* [Short problem]: Copy the lines below word for word, leaving out the pictures.

* [Recorded data]:

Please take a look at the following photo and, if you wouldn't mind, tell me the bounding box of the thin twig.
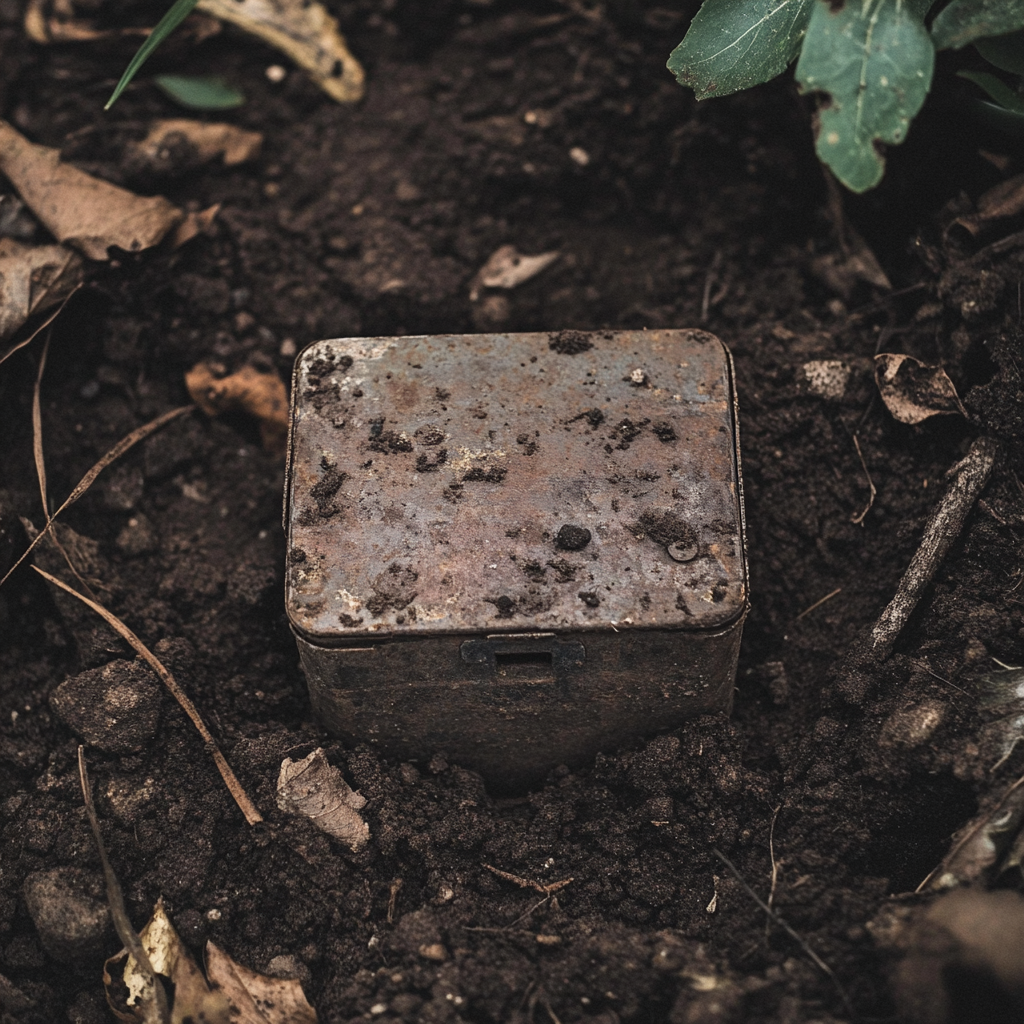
[869,437,997,659]
[0,285,82,364]
[765,804,782,927]
[914,775,1024,893]
[712,847,857,1020]
[483,864,572,896]
[32,332,52,520]
[78,746,171,1024]
[0,406,196,587]
[850,434,878,526]
[794,587,843,623]
[33,565,263,825]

* [Result below]:
Please take a look at the following photo and, if you wouldn't mind, tell me the bounding box of the thin twig.
[869,437,997,659]
[0,285,82,364]
[765,804,782,927]
[914,775,1024,893]
[712,847,857,1020]
[483,864,572,896]
[32,332,52,520]
[78,746,171,1024]
[0,406,196,587]
[850,434,878,526]
[794,587,843,623]
[33,565,263,825]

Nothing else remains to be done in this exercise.